▸ **Fragmento original**:
No sé porqué pero casi siempre, si vas concentrado en el paisaje, te da un poco de pena que la ciudad vaya comiéndose el campo y el cielo, hasta que sólo ves ciudad.

Ayer, además, me tocó viajar en un asiento agrupado con otros tres como para jugar al mus, con la compañía de una señora, que no se cómo se llamaba, y sus hijos Carlos y Rocío. Unos tres y seis años, muy dulces, muy simpáticos los tres. Comprobé aliviado que la influencia de los padres es total en el carácter de los hijos. De una madre que sonreía constantemente y se reía con sus hijos salen los dos niños más majos que he visto encerrados en un tren. Y encima guapos. Existe un futuro para la raza humana.

▸ **Actividades**:
[a] Devuelve como lista JSON de cadenas las líneas del listado que van desde su comienzo hasta la línea que contiene "x=103 y=113", ambas incluidas, con una cadena por línea y sin las líneas en blanco.
[b] Escribe una continuación del fragmento sobre el viaje en tren a partir de su última frase.
El fragmento y el listado no tienen relación entre sí.

▸ **Datos proporcionados**:
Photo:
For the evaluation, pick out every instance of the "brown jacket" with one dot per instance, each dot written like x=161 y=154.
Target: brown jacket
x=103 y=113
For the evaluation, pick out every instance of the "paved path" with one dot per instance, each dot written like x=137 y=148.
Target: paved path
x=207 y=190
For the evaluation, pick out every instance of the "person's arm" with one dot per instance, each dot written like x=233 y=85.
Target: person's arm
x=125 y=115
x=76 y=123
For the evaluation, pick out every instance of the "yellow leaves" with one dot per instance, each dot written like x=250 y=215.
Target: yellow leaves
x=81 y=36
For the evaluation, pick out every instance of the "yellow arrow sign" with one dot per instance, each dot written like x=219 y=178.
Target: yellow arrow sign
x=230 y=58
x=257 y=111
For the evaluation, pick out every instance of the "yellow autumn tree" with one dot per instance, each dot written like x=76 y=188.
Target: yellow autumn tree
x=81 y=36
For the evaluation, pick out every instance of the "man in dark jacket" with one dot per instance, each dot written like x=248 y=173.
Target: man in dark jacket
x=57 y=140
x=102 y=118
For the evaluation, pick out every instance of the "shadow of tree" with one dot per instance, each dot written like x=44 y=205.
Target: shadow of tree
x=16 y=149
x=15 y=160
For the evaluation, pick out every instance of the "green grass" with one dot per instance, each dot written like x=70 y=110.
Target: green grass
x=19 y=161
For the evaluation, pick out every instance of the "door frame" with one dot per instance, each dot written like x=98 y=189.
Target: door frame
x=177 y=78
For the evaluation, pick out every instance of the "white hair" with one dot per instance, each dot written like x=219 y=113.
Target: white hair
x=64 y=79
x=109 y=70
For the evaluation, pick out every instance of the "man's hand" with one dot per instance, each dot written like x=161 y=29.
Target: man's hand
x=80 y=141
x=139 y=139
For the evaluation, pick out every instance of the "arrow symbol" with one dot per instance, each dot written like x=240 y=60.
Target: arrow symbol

▸ **Respuestas**:
[a]
[
  "Photo:",
  "For the evaluation, pick out every instance of the \"brown jacket\" with one dot per instance, each dot written like x=161 y=154.",
  "Target: brown jacket",
  "x=103 y=113"
]

[b]
Carlos jugó durante todo el viaje con sus coches de juguete y perdió unas cuantas veces a Rayo McQueen por el pasillo. A Rocío le costó dos horas pero, casi al final, se sentó a mi lado y dejó de compartir asiento con su hermano. Para sellar nuestra amistad me ofreció un chicle y ella se comió ocho de una tacada, disparando nuestras carcajadas porque casi le salía espuma por la boca. Después de haber estado mirándome de reojo durante todo el trayecto me dijo adiós con la manita y sonrió cuando me bajé del tren. Tenía que haber hablado más con ella. Ojos inteligentes.

Menos mal que no me dormí. Me hubiera perdido la película que pusieron en el ave, la que me puso el mundo a través de la ventana, y la que yo mismo protagonicé con la familia sonriente.

Fin de vacaciones, vuelta a la vida habitual.